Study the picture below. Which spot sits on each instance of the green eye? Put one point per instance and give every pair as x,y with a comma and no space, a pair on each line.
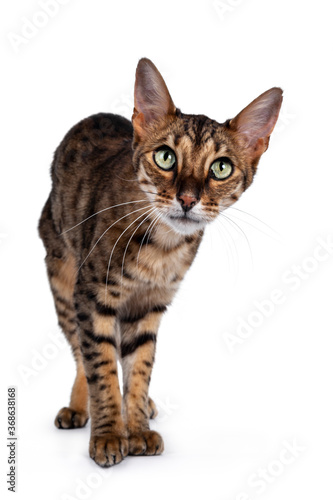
165,158
221,169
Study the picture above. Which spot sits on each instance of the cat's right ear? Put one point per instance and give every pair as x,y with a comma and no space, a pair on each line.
152,101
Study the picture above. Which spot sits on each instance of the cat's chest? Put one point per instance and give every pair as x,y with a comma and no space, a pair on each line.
158,265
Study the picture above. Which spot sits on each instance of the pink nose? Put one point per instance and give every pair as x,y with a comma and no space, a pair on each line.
187,202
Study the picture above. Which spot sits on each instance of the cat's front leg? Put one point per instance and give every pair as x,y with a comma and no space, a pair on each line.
97,329
137,358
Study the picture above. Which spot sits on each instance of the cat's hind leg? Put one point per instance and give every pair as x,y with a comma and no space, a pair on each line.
61,269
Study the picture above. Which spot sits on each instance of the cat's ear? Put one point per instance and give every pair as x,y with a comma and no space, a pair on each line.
254,125
152,101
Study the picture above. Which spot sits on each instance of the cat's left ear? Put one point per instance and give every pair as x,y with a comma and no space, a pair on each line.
254,125
152,101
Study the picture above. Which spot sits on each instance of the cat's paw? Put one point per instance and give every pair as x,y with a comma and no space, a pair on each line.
146,443
152,410
108,450
67,418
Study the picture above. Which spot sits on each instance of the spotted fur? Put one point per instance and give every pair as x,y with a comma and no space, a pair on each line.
120,234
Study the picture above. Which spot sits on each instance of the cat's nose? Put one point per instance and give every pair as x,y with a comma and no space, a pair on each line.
187,202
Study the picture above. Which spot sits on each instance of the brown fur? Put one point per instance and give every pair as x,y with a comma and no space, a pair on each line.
119,240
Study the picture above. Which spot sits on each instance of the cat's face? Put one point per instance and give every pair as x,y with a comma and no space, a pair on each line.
192,167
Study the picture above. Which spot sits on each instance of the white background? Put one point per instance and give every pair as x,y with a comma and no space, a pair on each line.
224,413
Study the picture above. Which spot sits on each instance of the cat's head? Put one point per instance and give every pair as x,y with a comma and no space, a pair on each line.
190,166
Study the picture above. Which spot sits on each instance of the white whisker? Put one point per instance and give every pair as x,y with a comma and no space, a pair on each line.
114,246
100,211
129,241
142,208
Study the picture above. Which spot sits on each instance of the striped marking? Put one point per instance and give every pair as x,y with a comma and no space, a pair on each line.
139,316
99,339
129,347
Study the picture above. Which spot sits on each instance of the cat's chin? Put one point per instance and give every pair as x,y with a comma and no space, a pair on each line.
184,225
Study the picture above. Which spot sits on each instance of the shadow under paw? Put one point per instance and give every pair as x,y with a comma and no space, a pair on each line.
108,450
146,443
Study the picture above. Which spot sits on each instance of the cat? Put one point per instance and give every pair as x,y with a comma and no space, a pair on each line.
123,222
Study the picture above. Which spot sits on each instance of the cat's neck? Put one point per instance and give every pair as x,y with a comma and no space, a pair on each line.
167,239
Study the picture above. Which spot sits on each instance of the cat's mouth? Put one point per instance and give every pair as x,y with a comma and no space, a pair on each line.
185,219
184,223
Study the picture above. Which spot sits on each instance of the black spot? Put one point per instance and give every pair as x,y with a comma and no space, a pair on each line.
105,310
99,339
129,347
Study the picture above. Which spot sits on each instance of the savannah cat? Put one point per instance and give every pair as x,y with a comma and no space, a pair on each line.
123,222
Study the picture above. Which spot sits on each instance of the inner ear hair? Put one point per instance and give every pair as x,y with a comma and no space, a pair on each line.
152,100
255,123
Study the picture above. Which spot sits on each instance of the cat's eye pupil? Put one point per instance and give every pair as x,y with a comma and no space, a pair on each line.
165,158
221,169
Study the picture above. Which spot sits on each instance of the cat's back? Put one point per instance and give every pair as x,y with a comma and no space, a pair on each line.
88,166
92,144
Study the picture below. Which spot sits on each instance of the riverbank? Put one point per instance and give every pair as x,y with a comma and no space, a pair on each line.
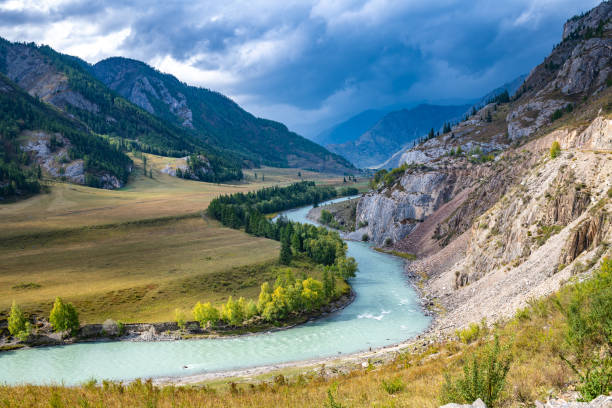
165,331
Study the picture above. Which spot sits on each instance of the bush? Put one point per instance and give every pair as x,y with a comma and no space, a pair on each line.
180,319
484,378
18,325
589,333
393,386
205,314
555,149
470,333
64,316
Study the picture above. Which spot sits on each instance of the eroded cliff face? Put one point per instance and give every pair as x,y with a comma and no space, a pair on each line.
33,72
393,212
554,223
503,221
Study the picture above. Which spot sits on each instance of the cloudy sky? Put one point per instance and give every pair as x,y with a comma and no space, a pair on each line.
308,63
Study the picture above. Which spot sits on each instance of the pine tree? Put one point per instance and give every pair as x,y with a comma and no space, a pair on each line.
285,255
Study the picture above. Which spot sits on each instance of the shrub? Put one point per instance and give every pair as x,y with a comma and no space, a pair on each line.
64,316
18,325
180,319
469,334
484,378
555,149
393,386
205,314
589,333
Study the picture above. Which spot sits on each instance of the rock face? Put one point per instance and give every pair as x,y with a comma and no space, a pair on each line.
215,118
51,153
493,218
477,404
145,91
34,73
394,131
600,402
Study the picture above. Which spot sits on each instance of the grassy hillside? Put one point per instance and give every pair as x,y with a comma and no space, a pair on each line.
101,111
533,340
136,253
215,118
22,112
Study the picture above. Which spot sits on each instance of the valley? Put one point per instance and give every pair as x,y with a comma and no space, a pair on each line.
208,257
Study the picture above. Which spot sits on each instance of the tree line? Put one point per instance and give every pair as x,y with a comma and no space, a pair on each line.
290,295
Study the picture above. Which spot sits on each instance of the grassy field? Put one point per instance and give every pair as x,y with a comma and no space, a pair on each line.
534,338
133,254
69,205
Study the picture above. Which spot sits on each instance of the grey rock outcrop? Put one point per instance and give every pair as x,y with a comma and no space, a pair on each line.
395,211
477,404
599,402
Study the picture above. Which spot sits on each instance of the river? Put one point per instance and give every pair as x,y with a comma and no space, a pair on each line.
385,311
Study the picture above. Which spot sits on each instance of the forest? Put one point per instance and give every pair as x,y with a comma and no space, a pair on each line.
290,295
23,112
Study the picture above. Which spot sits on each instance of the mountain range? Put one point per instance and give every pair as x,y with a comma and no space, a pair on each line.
374,137
124,105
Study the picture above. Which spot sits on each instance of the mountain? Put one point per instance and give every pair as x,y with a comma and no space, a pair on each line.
38,140
214,118
351,128
66,83
514,201
394,131
510,87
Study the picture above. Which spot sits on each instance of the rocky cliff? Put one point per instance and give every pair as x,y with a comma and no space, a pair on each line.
215,118
494,218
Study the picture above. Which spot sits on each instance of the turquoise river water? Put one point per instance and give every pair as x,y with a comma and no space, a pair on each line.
385,311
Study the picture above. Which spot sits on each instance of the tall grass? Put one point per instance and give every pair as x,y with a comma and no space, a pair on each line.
536,338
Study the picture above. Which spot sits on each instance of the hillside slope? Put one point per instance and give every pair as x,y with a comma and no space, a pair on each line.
39,141
494,218
351,128
66,83
214,118
394,131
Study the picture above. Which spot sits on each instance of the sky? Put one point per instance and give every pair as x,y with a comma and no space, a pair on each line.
308,64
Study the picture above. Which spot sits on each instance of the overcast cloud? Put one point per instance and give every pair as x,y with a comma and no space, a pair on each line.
308,63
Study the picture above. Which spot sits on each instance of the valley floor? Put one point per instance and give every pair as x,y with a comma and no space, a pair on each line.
134,254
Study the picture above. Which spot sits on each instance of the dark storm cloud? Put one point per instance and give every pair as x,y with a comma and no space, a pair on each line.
307,61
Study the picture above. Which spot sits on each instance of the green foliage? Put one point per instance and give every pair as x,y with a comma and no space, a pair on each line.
503,97
348,191
179,316
206,314
557,114
470,333
18,325
393,386
233,210
64,316
331,401
216,119
22,112
233,312
394,174
378,177
589,332
484,378
555,149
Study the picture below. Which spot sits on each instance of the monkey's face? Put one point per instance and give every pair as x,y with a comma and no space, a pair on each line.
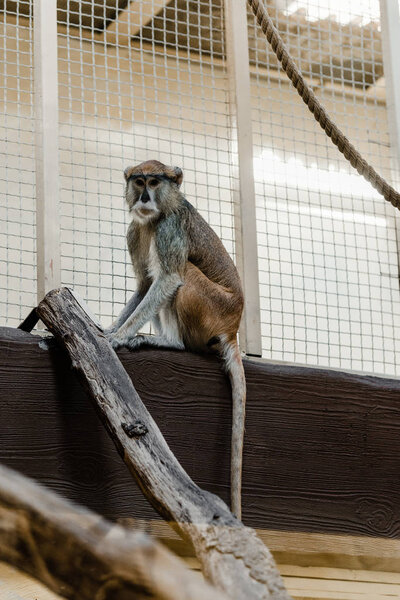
143,197
151,190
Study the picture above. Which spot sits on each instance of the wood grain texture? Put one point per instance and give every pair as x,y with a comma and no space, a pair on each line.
322,450
81,556
232,556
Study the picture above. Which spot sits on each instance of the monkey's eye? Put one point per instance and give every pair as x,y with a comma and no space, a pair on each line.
153,182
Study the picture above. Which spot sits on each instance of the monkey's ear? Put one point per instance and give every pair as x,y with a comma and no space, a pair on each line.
178,175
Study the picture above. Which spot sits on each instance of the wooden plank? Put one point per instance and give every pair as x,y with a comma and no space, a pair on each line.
338,574
131,20
45,52
321,450
15,585
237,61
81,556
232,556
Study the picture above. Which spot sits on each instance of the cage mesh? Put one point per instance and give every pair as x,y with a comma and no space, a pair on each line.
142,80
327,241
149,84
17,163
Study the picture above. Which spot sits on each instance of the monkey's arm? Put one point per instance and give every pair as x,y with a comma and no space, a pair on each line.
160,292
126,312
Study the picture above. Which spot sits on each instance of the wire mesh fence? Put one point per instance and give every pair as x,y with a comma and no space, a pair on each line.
327,242
142,80
130,92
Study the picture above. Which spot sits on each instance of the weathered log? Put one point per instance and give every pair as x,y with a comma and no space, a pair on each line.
231,555
81,556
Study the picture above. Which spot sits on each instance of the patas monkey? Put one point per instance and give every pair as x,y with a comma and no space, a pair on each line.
188,287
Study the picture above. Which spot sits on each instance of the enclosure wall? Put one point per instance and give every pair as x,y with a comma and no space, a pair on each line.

==================================================

WHAT IS REQUIRED
Which lines run from the one containing "of the wire" to the end of the entries above? Quote exactly those, and only those.

RESULT
Study the picture above. Which spot sits on each instance of the wire mesh fence? Put one point per instance and give every pair as x,y with a comma and no space, a pair on each line.
327,242
142,80
130,92
Study the picture above. Which spot sits on each instance of the weathered log? Put one point per instance and give every pair as x,y with a comma and no space, a pair on each line.
231,555
81,556
Study the picture above. Which spot sits on each instance of the patas monkey? Put one point per instance and give every pair as x,y with a comma and no space, a pair on each line.
188,287
Study the picture above. Which spot sits on each instance of the enclosure wall? Put one point per instance and give every pair as x,y with a comma and no space, a pair on each line.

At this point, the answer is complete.